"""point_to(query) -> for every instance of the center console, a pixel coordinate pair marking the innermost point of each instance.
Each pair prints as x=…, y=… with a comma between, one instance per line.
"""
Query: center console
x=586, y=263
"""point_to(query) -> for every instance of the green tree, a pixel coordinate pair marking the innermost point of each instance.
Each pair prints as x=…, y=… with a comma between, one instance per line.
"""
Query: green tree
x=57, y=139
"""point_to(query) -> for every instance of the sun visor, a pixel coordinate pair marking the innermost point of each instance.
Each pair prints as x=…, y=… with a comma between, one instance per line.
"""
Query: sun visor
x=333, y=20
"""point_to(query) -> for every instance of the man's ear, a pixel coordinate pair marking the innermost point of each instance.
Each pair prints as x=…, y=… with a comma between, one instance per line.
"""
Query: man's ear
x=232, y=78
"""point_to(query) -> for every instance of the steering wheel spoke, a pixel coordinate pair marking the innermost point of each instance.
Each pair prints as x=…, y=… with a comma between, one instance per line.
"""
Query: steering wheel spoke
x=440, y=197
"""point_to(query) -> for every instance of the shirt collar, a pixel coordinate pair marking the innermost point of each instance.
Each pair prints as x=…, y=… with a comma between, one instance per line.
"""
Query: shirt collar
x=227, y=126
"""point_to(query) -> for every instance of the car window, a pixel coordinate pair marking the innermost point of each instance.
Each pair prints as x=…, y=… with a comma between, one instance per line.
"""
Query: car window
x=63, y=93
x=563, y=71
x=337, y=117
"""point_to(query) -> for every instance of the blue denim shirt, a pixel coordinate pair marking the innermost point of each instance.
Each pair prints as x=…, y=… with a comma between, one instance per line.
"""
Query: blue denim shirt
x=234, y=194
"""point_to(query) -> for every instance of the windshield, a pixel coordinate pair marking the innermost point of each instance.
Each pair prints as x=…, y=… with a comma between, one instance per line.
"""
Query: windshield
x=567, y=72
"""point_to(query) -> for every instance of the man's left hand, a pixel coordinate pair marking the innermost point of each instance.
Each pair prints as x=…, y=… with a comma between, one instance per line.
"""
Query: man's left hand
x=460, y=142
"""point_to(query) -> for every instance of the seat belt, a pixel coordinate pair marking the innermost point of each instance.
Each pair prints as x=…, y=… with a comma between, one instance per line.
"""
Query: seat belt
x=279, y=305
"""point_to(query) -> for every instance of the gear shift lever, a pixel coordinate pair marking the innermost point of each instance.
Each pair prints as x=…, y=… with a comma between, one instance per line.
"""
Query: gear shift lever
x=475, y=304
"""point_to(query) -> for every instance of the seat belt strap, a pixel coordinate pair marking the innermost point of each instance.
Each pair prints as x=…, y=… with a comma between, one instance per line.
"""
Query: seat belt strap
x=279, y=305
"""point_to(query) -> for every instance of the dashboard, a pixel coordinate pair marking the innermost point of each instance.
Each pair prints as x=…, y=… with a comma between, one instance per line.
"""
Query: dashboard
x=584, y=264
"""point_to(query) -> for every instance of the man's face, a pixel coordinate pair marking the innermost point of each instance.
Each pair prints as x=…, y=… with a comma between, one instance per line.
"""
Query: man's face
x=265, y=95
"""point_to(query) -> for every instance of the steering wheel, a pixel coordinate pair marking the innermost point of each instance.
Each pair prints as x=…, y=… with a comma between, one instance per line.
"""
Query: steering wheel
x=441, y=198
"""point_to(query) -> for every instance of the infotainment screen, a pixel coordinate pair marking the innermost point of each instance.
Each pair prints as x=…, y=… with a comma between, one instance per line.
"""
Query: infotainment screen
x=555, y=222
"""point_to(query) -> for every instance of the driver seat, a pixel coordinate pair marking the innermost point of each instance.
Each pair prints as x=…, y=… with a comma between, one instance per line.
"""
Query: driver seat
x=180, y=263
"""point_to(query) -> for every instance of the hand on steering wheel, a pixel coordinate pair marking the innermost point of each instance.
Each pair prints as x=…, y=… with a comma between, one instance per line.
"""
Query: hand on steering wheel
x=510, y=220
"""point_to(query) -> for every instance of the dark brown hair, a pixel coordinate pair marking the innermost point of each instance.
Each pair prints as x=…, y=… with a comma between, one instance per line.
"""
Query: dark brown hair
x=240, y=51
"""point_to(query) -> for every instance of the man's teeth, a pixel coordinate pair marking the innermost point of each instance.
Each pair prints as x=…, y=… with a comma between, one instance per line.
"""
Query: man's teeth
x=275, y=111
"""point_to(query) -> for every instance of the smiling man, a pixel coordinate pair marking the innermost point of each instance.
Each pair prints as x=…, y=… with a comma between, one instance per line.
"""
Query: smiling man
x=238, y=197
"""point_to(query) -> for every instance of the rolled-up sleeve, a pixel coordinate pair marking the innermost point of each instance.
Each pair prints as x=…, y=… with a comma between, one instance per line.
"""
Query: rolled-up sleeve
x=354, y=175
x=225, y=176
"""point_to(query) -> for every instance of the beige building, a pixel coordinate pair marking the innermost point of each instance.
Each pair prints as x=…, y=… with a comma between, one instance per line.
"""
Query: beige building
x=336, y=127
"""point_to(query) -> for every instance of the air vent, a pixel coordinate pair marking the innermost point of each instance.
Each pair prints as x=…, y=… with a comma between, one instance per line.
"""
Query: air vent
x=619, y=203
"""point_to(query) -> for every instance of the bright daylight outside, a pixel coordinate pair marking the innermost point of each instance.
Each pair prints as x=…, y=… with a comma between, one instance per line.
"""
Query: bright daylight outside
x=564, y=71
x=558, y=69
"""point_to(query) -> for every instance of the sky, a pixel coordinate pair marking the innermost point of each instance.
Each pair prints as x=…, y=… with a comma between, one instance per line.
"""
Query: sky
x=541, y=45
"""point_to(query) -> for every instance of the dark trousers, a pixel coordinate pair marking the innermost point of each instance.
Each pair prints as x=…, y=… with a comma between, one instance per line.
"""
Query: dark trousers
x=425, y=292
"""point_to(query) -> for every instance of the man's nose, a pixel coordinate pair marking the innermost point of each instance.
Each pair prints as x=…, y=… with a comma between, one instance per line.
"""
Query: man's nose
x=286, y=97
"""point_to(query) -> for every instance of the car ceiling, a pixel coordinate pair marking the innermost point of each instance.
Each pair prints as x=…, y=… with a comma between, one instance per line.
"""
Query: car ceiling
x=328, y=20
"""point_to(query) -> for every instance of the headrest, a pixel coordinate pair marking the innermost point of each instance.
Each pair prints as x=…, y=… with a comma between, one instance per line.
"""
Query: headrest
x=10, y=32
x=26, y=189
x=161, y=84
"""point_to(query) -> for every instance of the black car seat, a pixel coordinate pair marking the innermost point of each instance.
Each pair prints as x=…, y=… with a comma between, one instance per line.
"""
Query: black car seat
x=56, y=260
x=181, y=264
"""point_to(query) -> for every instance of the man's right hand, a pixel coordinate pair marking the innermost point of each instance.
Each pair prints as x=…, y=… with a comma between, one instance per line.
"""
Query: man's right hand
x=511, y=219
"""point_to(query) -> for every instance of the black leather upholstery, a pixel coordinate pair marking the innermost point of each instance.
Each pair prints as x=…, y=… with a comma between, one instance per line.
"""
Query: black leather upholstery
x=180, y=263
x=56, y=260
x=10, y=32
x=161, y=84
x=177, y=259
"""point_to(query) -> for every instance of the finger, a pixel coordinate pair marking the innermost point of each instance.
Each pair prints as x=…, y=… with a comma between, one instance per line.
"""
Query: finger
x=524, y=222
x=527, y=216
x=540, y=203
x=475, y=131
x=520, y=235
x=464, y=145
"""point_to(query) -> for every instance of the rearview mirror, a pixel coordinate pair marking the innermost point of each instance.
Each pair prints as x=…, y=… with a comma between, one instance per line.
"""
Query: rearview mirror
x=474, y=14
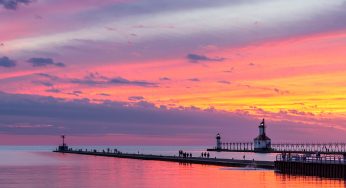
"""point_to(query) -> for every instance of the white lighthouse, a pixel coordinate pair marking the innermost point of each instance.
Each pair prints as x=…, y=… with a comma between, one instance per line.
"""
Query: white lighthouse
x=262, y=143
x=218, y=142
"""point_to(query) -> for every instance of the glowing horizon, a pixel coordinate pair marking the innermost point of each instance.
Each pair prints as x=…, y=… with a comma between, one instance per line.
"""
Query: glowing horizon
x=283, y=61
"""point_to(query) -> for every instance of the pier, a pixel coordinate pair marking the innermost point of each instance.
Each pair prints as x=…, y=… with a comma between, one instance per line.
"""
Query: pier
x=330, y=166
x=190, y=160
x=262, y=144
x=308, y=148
---
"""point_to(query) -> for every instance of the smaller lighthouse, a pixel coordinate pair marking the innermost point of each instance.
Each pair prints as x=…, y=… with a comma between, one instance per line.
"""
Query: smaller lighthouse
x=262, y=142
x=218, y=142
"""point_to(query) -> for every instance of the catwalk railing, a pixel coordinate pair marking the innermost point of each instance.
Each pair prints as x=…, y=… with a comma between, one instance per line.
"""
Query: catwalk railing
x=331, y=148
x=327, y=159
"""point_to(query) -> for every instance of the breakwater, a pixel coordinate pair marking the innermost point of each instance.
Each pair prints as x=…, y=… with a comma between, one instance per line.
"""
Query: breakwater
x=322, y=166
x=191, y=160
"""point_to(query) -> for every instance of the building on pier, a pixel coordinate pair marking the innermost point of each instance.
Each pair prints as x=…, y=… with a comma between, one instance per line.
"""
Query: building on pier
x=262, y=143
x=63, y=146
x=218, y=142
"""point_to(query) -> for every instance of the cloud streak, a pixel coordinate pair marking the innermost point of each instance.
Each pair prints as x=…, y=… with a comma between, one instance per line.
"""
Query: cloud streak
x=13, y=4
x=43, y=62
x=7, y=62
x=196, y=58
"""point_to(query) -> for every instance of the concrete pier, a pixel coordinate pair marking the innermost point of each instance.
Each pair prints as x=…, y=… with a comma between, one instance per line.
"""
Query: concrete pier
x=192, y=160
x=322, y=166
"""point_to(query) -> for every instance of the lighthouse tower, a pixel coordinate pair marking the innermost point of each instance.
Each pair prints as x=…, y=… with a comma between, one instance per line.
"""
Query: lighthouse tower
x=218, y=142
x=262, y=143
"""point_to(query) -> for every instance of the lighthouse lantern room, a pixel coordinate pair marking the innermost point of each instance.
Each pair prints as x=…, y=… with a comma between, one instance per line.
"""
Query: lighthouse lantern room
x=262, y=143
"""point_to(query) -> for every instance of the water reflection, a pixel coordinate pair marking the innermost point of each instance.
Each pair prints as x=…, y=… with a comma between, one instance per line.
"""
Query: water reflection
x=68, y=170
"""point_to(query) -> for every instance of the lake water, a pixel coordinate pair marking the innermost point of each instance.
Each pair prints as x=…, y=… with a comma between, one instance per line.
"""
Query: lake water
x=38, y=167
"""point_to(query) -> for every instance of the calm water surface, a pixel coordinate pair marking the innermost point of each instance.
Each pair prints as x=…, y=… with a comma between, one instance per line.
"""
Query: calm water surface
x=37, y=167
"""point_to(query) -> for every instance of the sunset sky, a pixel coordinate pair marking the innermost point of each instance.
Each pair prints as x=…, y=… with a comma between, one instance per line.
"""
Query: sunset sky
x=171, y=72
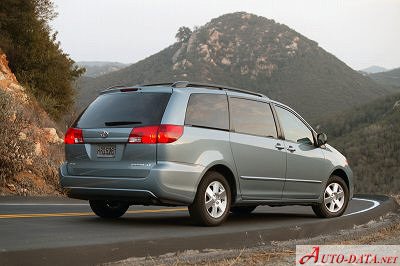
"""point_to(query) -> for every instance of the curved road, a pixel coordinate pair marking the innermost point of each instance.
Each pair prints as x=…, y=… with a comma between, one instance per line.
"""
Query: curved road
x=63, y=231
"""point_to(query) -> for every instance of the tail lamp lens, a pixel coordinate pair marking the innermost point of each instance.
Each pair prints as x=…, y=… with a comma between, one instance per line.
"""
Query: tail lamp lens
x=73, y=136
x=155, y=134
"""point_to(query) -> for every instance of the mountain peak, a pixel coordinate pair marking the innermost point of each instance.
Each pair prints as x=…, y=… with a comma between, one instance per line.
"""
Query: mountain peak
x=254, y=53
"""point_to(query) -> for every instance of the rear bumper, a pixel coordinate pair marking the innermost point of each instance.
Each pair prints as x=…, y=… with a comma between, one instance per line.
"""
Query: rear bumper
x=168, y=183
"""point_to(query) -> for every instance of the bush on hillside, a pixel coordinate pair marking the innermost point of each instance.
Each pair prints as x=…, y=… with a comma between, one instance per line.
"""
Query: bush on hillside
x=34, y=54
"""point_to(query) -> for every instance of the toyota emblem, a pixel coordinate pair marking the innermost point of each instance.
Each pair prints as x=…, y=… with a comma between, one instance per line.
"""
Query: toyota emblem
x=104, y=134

→ **YOUR GOAL**
Copy everything from the line containing "of the smaller" down to the line containing "x=196, y=58", putting "central" in place of "innermost" and changing nothing else.

→ **RESULT OF THE EXERCISE**
"""point_to(query) -> for every instance of the smaller lighthouse, a pixel coordinate pair marking the central point of each instance.
Each pair prints as x=…, y=… with a comma between, one instance per line.
"""
Query: smaller lighthouse
x=262, y=142
x=218, y=142
"""point_to(query) -> for every instance of the catwalk railing, a pixel coordinate pair marking the central point of each instance.
Each pair prints as x=…, y=… with a comma between, one instance per line.
"""
Query: catwalk railing
x=331, y=148
x=327, y=159
"""point_to(query) -> for every instance of the breakwater, a pixel coordinate pair marking the central point of each instance.
Each pair prints as x=…, y=… with a comma between, one instance per line.
"""
Query: breakwater
x=322, y=166
x=191, y=160
"""point_to(query) -> for every instance of the building on pier, a pixel coordinate pair marking the central point of each instance.
Each pair prints as x=…, y=… with a comma between, one instance per line.
"""
Query: building on pier
x=262, y=143
x=63, y=146
x=218, y=142
"""point_to(query) -> for every instance of the cloud streak, a pixel coordinate pair marking the central point of each instance.
Each pair prints as x=…, y=… with a comma between, one instance per line.
"""
Query: cloud streak
x=13, y=4
x=43, y=62
x=7, y=62
x=196, y=58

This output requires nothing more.